Problem to solve:
Return the lines below exactly as they appear, please, starting with the first and ending with the one that contains "find shop awning".

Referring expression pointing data
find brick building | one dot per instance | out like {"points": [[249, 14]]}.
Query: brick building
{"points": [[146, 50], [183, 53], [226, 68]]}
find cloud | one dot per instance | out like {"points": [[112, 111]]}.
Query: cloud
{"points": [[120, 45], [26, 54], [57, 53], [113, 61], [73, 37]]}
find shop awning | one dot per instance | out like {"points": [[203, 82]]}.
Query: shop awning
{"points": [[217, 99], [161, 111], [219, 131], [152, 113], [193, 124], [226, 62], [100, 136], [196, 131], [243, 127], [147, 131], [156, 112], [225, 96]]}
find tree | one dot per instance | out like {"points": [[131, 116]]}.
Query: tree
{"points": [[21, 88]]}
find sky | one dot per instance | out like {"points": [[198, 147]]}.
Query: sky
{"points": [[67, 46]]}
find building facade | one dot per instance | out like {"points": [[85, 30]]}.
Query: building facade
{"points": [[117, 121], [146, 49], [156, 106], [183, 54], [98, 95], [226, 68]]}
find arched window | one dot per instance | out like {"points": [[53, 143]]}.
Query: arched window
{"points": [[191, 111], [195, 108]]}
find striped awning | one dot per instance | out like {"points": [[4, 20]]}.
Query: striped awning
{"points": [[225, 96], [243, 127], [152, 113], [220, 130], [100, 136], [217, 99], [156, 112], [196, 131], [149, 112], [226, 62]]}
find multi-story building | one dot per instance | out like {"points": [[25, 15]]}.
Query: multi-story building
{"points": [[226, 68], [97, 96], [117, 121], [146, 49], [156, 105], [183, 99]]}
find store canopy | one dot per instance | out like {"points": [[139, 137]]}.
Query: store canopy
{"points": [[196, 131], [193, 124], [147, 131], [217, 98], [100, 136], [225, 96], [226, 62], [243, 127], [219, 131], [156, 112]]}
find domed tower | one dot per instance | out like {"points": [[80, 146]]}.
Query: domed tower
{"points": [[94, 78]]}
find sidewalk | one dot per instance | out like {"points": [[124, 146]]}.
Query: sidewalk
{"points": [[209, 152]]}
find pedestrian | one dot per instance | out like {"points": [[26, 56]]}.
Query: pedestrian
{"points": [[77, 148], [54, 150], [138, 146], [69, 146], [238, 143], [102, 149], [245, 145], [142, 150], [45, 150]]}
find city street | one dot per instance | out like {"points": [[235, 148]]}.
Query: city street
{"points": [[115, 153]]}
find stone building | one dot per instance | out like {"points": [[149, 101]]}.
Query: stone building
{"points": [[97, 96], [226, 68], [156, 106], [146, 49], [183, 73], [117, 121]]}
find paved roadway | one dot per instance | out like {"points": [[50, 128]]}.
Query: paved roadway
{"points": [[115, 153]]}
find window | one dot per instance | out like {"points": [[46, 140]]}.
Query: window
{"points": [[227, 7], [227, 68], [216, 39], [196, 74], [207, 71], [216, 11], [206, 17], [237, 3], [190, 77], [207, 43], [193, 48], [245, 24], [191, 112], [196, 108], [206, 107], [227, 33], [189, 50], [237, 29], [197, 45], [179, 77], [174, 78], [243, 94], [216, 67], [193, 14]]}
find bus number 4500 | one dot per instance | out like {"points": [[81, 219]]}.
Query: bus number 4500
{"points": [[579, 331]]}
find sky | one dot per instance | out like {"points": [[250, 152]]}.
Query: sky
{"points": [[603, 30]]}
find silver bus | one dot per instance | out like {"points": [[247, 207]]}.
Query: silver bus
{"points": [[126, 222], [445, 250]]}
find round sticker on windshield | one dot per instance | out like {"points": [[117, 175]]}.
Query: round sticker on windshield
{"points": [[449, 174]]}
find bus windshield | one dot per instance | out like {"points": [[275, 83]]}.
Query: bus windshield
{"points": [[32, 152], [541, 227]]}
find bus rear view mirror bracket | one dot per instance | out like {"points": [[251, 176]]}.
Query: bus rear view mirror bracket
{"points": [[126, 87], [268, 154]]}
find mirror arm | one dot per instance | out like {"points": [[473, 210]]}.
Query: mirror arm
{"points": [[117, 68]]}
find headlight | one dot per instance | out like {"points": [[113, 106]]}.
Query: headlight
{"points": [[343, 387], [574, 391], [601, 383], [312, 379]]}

Problem solution:
find brick building | one dot per instance | out like {"points": [[249, 14]]}.
Query: brick building
{"points": [[146, 50], [183, 53], [226, 68]]}
find cloud | one dot per instance | out like {"points": [[112, 111]]}.
Query: cloud
{"points": [[120, 45], [26, 54], [57, 53], [113, 61], [73, 37]]}
find shop awning | one dot per instance | out like {"points": [[203, 82]]}.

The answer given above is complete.